▶ WHAT YOU NEED TO DO
Revise the lines below, replacing every occurrence of "report the position of each" with "give the coordinates of each" and keeping all other wording unchanged; omit the pictures from your answer.

▶ PROVIDED DATA
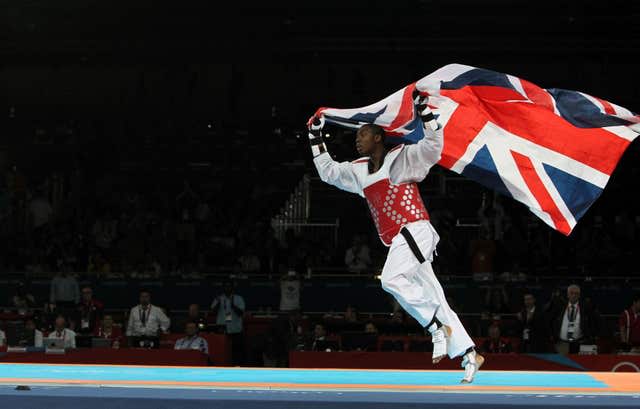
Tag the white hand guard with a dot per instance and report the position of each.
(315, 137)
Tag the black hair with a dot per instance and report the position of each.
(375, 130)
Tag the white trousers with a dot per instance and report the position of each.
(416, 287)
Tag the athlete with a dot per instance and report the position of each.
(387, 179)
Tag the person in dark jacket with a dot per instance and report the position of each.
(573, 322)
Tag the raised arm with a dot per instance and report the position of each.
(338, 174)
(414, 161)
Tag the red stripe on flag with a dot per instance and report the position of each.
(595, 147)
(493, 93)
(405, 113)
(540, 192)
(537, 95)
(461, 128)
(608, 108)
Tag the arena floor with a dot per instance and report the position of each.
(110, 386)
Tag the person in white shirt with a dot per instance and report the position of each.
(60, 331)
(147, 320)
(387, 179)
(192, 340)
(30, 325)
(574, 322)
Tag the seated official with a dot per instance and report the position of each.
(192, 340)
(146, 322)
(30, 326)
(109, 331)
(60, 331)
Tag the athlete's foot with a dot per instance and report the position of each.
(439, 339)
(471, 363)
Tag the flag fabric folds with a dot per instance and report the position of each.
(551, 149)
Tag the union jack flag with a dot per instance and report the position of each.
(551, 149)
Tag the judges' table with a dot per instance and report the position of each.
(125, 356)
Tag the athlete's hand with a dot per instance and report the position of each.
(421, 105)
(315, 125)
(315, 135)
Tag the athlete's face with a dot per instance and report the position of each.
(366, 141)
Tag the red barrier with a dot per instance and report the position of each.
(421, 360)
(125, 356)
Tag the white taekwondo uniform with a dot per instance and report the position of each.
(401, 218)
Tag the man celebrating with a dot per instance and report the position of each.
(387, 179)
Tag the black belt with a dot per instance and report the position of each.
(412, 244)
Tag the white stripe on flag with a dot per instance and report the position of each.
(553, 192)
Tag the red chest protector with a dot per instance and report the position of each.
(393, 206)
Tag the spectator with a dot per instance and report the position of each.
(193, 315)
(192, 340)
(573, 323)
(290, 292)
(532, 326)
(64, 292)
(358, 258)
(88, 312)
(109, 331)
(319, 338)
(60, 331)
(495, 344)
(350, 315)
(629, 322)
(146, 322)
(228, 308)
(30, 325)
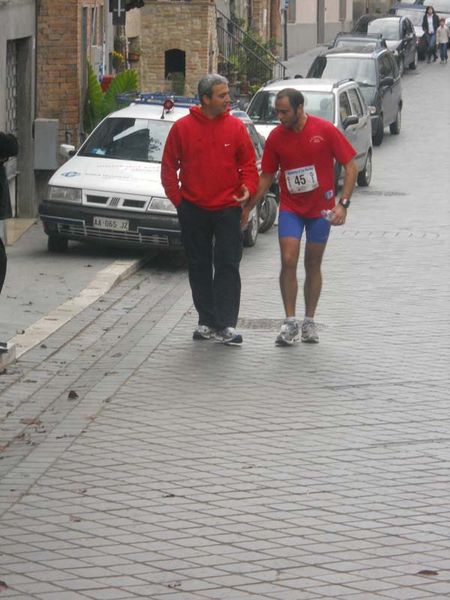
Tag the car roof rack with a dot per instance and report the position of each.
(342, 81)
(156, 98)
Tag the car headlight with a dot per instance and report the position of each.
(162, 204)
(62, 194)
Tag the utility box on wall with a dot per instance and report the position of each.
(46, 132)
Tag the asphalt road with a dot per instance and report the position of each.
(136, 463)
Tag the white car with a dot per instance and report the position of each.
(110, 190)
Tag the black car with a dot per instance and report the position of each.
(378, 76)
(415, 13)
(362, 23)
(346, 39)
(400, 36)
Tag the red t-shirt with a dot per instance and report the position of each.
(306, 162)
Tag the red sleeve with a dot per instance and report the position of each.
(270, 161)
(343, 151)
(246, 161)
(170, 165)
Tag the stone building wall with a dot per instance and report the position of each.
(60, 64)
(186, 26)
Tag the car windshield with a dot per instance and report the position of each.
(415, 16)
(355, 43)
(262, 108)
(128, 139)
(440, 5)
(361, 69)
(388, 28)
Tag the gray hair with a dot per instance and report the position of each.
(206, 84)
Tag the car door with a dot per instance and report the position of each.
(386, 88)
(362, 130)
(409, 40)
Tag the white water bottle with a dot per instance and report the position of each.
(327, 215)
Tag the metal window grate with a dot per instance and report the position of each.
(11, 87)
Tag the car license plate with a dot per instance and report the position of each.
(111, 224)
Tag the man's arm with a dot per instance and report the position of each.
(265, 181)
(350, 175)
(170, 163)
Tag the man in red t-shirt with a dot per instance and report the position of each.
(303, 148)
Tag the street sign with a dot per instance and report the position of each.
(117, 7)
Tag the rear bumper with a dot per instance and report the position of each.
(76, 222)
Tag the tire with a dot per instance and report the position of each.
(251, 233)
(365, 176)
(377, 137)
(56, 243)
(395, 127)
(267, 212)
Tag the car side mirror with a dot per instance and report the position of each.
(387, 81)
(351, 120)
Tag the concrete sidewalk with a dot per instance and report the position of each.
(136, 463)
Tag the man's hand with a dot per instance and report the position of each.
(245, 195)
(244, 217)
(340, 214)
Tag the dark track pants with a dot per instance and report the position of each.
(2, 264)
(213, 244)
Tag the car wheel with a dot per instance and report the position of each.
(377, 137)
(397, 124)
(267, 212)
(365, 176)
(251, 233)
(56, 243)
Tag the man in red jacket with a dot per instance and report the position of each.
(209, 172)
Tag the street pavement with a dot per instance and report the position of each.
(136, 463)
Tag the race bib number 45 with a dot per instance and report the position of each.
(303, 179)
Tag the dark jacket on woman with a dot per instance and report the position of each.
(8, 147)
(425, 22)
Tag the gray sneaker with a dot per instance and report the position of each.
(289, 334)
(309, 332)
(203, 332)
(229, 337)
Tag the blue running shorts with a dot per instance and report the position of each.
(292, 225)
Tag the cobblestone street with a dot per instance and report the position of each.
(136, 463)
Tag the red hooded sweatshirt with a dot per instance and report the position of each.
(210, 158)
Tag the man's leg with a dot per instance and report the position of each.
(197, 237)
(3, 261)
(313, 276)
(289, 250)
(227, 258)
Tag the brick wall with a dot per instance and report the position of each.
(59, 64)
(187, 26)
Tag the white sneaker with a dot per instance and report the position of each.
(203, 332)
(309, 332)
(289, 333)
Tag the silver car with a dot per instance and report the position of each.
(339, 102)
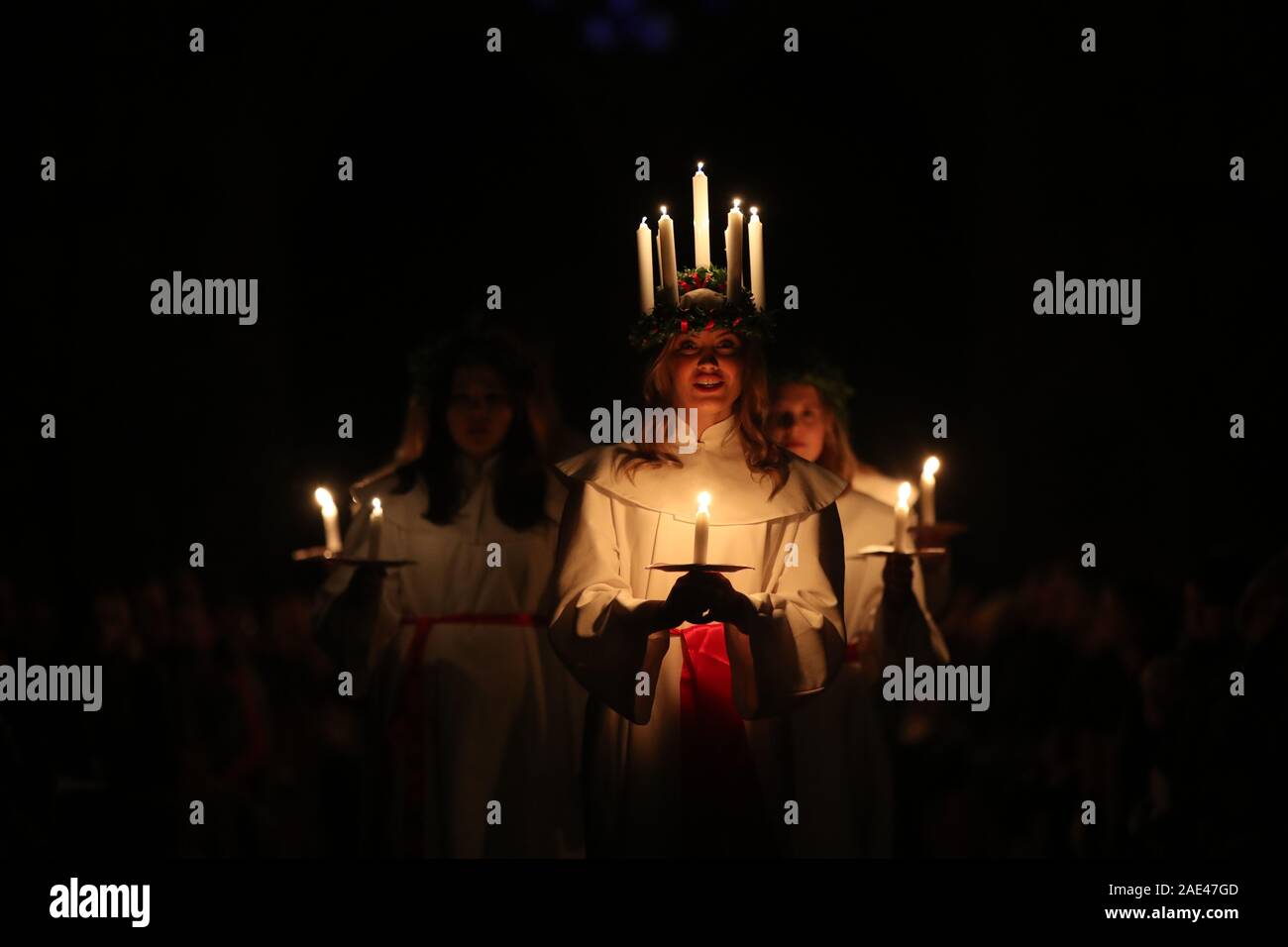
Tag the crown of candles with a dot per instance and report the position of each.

▶ REPLY
Tag the white hand guard with a dot per instance and give the coordinates of each.
(315, 137)
Tag the black hair with a dot per instance and give the coordinates of each.
(375, 130)
Tag the white trousers with a dot per instance and give the coordinates of each.
(416, 287)
Tag the athlete with a dot per instance and give the coordinates of each.
(387, 179)
Tag the person in dark jacket with a dot per instance and give the coordinates of each.
(573, 322)
Tag the raised arm with a dot per instance and give the coordinates of each.
(338, 174)
(414, 161)
Tag the red stripe on flag with a dot per instance and give the coordinates of each.
(595, 147)
(493, 93)
(405, 113)
(540, 192)
(537, 95)
(461, 128)
(608, 108)
Tag the arena floor with a dot per instance and give the coordinates of each.
(110, 386)
Tag the person in white shirt with a dot per instance and give the coordinates of each.
(60, 331)
(147, 320)
(387, 179)
(192, 340)
(30, 325)
(574, 322)
Tag the seated official with a dot per instance and give the coordinates of each.
(192, 340)
(146, 322)
(30, 326)
(109, 331)
(60, 331)
Tag the athlete's foot with a dot per instance and give the coordinates of each.
(439, 339)
(471, 363)
Tag the flag fabric folds with a dot per instance and give the coordinates of each.
(551, 149)
Tag the union jack flag with a dot per instance and give the coordinates of each.
(551, 149)
Tag the judges' table with a dot per instance and give the coordinates of each.
(125, 356)
Tag the athlete's hand with a dot per instance and give the coordinates of each.
(421, 105)
(315, 125)
(315, 135)
Tag the athlete's face with a dot per instance and give the coordinates of each.
(366, 141)
Tag the red barrier with a dot per instance and give the coordinates of each.
(421, 360)
(125, 356)
Tag the white taekwondo uniform with a dot per instance and give the coordinates of each.
(401, 218)
Tag the man celebrating with a dot per instance and give the coordinates of each.
(387, 179)
Tag the black belt with a dot per instance and give the coordinates of each.
(412, 244)
Tag the white stripe on flag with a dot per instance and give the coordinates of each.
(553, 192)
Tag the red chest protector with a dot per instance and give the coordinates of each.
(393, 206)
Tag the spectator with a dot per instance and give the coordinates of each.
(193, 315)
(192, 340)
(573, 323)
(290, 292)
(532, 326)
(64, 292)
(358, 258)
(88, 312)
(109, 331)
(319, 338)
(60, 331)
(495, 344)
(350, 315)
(629, 322)
(146, 322)
(228, 308)
(30, 325)
Tag the car roof rack with a dot per instance and give the coordinates of each.
(342, 81)
(156, 98)
Tag the car headlight with a dot per instance and give the coordinates of each.
(162, 204)
(62, 194)
Tag the utility box on wall with a dot per instance and give the coordinates of each.
(46, 132)
Tag the asphalt road with a dot per instance and give the coordinates of each.
(136, 463)
Tag the white car with a dot per instance and give the coordinates of each.
(110, 190)
Tag the black car with a dot per instance and give the coordinates of each.
(378, 76)
(415, 13)
(362, 23)
(346, 39)
(400, 36)
Tag the red t-shirt with a dot per instance and give the coordinates of each.
(306, 162)
Tag the red sleeve with a dot per instance and give the coordinates of each.
(270, 161)
(343, 151)
(246, 161)
(170, 165)
Tag the stone building wall with a dot per instance and give the coordinates of each.
(60, 64)
(186, 26)
Tag the car windshield with a dot per instance and give the coordinates of each.
(415, 16)
(355, 43)
(262, 108)
(128, 139)
(440, 5)
(361, 69)
(388, 28)
Tag the gray hair with a dot per instance and give the coordinates of each.
(206, 84)
Tag the car door with a dot per instance and give the coordinates of each.
(386, 88)
(362, 130)
(409, 40)
Tag the white water bottle with a dot per instance and give the coordinates of each.
(327, 215)
Tag the metal window grate with a dot per instance and give the coordinates of each.
(11, 87)
Tag the car license plate with a dot per instance and give the coordinates of each.
(111, 224)
Tag the man's arm with a dot per instance and give the coordinates of each.
(265, 181)
(350, 175)
(170, 163)
Tag the man in red t-shirt with a dot per instance and give the coordinates of each.
(303, 148)
Tag the street sign with a dot per instance and give the coordinates of each.
(117, 7)
Tag the rear bumper with a dot per instance and give the coordinates of each.
(76, 222)
Tag the tire with a dot per instance and give the coordinates of each.
(251, 233)
(365, 176)
(377, 137)
(56, 243)
(395, 127)
(267, 212)
Tag the car side mirror with a dot per instance and give the coordinates of each.
(387, 81)
(351, 120)
Tag the concrete sidewalk with a dot per instance and give the coordinates of each.
(136, 463)
Tag the man's hand with a dot per instance and give the coordinates of each.
(245, 195)
(244, 217)
(340, 214)
Tag the dark track pants with a dot per instance and give the coordinates of each.
(2, 264)
(213, 244)
Tag the car wheel with a dot per instance and give the coordinates of each.
(377, 137)
(397, 124)
(267, 212)
(365, 176)
(251, 233)
(56, 243)
Tag the man in red jacket with a dot per instance and give the coordinates of each.
(209, 172)
Tag the street pavement with a dot per instance and give the coordinates of each.
(136, 463)
Tag the race bib number 45 with a dot per instance and give the coordinates of each.
(303, 179)
Tag the dark jacket on woman with a dot per instance and give the coordinates of each.
(8, 147)
(425, 22)
Tag the gray sneaker with a dot per instance and give the coordinates of each.
(289, 334)
(309, 332)
(203, 332)
(229, 337)
Tag the blue running shorts with a dot per instance and give the coordinates of each.
(292, 225)
Tag the cobblestone street with a dot per instance and give the coordinates of each.
(136, 463)
Tag the red hooded sweatshirt with a dot per instance and give the coordinates of each.
(210, 158)
Tag the man's leg with a dot per instance and give the coordinates of each.
(197, 237)
(3, 261)
(313, 276)
(289, 250)
(227, 258)
Tag the brick wall with a dot per instance and give the coordinates of each.
(59, 64)
(187, 26)
Tag the white sneaker with a dot per instance and give the coordinates of each.
(203, 332)
(309, 332)
(289, 333)
Tag the silver car with a dot per instance and give the coordinates of each.
(339, 102)
Tag the crown of candles with a dot per instance and give the coordinates of each.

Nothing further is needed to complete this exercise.